- _Study questions_:
**a)** In the Vitamin D article, what daily dose do many doctors consider appropriate?
**b)** Extend the Vitamin D article past its final sentence.

- _Exercise passage_:
>>>>

What’s the Deal with Vitamin D?

You’ve probably heard people joking about getting their Vitamin D being out in the sunshine, but what does this vitamin actually do? Quite a lot, as it would turn out.

Your skin produces Vitamin D as a response to sunlight. However, using sunscreen inhibits this process in your skin. That doesn’t mean that you should stop using sunscreen, though. Vitamin D is also present in foods such as salmon, sardines, egg yolks, and shrimp. Various processed foods are also fortified with Vitamin D, and supplements are also a good source.

But what does it actually do? There are multiple studies on the role that Vitamin D plays, and some of the major ones include the following:

  • Promoting healthy bones and reducing the risk of osteoporosis
  • Decreases risk of Type 1 Diabetes
  • Lowers Blood Pressure
  • Decreases risk of various types of Cancer
  • Lowers chances of Heart Attacks, Rheumatoid Arthritis, and Multiple Sclerosis
  • Fights disease by boosting the Immune System
  • Reduces Depression
  • Strengthens Muscles
  • Boosts Weight Loss

With all of these benefits, Vitamin D almost seems like a miracle Vitamin. Many doctors consider a daily dose to be 1000-2000 IU, but urge not to take more than that in supplement form. It’s also recommended that you take it with your largest meal of the day, as it’s a fat-soluble vitamin.

<<<<

- _Data shown_:
>>>>

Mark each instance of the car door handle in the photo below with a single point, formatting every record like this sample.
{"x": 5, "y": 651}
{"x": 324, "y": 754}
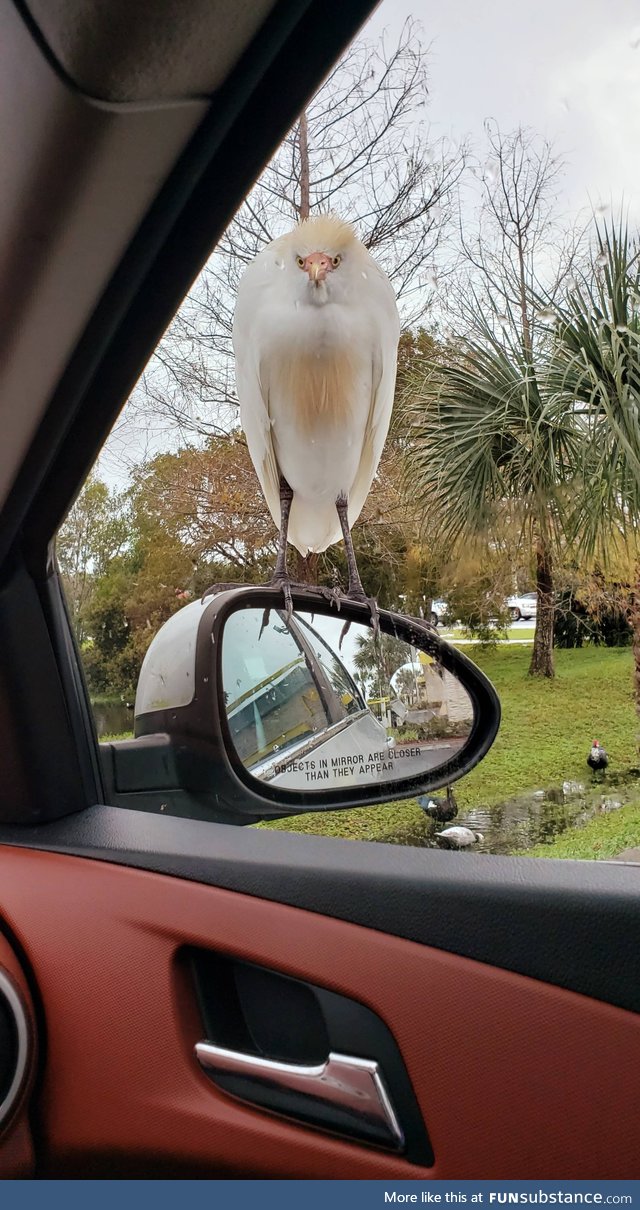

<<<<

- _Responses in order_:
**a)** 1000-2000 IU

**b)**
If you live in a northern region, or in an area of high pollution, you’re likely not getting enough sunlight for your skin to produce it naturally. And as we mentioned earlier, sunscreen can block production as well. Spending most of your time indoors, living in cities where tall buildings block sunlight and having darker skin can all lead to Vitamin D deficiencies.

The best way to know whether or not you’re getting enough Vitamin D is for your doctor to run a blood test. If you are deficient, your doctor will likely prescribe Vitamin D supplements. If you’re feeling tiredness, aches, and pains, or suffering from stress fractures, you may want to speak with your doctor about testing for Vitamin D deficiency.